## Data for the task

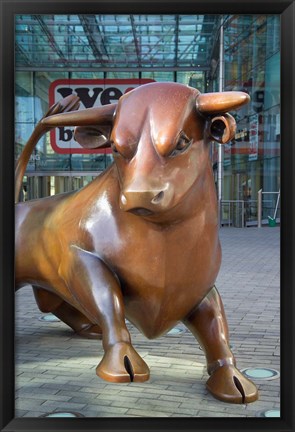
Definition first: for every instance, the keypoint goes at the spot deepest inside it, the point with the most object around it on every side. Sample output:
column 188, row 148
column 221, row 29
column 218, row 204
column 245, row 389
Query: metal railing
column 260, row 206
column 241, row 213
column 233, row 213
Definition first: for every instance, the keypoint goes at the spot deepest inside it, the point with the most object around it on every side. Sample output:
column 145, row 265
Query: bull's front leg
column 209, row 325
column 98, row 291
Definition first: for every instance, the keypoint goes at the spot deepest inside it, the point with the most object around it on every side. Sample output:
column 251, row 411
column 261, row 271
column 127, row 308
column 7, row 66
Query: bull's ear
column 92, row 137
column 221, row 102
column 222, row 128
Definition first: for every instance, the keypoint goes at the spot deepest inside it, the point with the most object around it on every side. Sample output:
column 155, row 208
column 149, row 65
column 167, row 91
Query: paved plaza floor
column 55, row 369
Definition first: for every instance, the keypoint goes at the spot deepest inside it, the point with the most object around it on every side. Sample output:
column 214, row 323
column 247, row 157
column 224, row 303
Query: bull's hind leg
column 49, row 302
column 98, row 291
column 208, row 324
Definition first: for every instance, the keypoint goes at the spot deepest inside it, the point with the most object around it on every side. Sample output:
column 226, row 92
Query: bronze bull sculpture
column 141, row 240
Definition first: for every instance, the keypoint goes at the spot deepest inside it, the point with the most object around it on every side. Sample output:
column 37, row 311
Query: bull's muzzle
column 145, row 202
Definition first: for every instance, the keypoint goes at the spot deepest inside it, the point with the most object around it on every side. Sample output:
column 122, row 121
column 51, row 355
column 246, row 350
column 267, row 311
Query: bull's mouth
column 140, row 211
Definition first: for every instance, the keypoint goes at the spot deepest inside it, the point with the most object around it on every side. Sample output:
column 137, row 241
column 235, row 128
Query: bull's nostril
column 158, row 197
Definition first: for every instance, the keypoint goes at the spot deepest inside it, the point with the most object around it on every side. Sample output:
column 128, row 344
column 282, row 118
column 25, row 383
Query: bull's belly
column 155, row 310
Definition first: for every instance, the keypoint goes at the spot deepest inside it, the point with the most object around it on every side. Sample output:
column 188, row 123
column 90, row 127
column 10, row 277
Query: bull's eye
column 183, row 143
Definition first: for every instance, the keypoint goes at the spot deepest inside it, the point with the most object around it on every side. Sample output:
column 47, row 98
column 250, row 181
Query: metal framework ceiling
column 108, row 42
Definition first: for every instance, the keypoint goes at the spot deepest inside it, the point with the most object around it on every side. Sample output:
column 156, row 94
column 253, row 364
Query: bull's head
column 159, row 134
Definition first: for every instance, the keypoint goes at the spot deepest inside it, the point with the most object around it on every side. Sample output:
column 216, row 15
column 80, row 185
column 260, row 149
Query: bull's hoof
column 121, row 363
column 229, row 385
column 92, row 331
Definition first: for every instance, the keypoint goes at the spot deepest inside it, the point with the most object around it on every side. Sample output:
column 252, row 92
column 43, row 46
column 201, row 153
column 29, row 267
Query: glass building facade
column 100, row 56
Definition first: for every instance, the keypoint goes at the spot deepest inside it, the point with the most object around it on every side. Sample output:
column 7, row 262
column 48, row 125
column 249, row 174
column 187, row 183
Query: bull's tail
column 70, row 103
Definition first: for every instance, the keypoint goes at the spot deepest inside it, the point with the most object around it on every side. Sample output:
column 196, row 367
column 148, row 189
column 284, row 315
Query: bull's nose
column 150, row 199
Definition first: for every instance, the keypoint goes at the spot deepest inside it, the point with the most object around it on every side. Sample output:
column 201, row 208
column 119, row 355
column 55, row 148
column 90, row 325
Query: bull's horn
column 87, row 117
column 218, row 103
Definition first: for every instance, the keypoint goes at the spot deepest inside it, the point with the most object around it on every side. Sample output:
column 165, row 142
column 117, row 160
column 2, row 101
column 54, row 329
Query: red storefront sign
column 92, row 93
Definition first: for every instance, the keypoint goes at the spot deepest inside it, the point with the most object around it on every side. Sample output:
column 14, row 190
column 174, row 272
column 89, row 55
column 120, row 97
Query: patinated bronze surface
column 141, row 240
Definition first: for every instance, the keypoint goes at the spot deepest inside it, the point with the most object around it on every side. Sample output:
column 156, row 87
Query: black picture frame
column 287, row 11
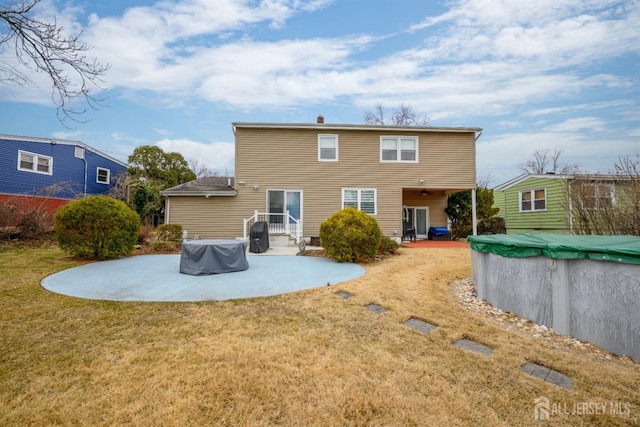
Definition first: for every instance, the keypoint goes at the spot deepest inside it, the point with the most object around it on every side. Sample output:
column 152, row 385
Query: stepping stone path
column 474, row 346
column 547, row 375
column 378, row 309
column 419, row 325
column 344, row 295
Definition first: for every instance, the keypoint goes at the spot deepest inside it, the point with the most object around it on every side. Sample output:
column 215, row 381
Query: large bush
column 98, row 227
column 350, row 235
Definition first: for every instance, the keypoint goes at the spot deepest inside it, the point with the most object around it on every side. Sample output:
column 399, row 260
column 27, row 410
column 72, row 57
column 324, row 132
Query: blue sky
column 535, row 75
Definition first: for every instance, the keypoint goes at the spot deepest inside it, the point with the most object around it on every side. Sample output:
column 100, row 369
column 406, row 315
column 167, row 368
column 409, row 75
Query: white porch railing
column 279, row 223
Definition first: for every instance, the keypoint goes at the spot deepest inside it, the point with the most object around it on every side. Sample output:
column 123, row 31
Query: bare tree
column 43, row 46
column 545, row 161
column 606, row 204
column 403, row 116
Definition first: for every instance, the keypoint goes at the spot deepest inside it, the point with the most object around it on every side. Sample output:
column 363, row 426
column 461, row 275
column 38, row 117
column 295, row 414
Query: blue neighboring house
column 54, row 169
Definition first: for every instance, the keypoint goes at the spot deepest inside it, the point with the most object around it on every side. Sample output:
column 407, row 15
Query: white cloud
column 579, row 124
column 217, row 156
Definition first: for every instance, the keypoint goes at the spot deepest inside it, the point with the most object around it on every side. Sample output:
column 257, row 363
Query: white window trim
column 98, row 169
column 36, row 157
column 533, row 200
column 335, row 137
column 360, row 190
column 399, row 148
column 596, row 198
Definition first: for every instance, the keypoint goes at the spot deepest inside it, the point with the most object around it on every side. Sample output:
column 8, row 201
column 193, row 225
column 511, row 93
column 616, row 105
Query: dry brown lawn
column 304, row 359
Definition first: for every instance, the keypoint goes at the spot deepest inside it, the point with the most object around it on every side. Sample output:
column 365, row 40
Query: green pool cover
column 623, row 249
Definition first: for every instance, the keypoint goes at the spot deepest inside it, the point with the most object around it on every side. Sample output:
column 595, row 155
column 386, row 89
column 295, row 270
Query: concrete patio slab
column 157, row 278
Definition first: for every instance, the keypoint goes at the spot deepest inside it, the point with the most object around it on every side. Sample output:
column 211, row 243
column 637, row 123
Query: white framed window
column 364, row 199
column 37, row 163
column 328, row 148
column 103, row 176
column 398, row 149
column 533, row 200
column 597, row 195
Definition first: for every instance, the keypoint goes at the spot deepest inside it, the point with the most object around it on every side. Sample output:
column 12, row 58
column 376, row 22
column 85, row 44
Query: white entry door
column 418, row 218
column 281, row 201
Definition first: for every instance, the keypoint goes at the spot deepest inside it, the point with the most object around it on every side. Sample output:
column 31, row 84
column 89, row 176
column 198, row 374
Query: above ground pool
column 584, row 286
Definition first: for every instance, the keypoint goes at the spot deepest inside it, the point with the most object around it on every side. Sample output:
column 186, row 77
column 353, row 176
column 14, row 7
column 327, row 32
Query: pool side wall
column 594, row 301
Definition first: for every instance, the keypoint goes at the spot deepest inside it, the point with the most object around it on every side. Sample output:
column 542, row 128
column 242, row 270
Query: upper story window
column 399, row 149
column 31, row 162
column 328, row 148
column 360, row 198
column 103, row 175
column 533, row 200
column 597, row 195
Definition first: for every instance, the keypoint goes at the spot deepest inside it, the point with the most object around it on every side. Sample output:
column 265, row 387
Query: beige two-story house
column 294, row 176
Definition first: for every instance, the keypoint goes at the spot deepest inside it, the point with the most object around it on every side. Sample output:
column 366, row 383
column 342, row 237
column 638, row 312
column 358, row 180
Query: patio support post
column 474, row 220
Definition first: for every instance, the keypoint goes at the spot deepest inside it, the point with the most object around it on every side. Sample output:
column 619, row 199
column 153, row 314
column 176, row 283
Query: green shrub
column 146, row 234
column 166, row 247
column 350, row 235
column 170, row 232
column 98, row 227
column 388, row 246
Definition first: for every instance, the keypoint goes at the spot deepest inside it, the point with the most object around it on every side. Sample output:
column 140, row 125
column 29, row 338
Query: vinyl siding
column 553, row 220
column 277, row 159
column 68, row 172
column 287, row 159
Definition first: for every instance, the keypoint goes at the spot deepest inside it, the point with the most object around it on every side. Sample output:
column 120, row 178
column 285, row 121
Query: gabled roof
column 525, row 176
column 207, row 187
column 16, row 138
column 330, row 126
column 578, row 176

## Work task
Nothing but the lines from the first line of the records above to the line with "column 7, row 66", inclusive, should be transcribed exactly, and the pictures must be left out.

## Exercise solution
Definition first: for every instance, the keypoint goes at the spot deepest inside it, the point with the most object around it on every side. Sample output:
column 188, row 148
column 221, row 29
column 218, row 204
column 245, row 389
Query: metal railing
column 260, row 206
column 241, row 213
column 233, row 213
Definition first: for every instance, the keypoint goes at the spot deepest inside it, the point with the most object around it on every side. Sample output:
column 145, row 265
Query: bull's front leg
column 209, row 325
column 98, row 291
Definition first: for every instance, the keypoint goes at the spot deepest inside it, the point with the most object around it on every side. Sample output:
column 251, row 411
column 261, row 271
column 127, row 308
column 7, row 66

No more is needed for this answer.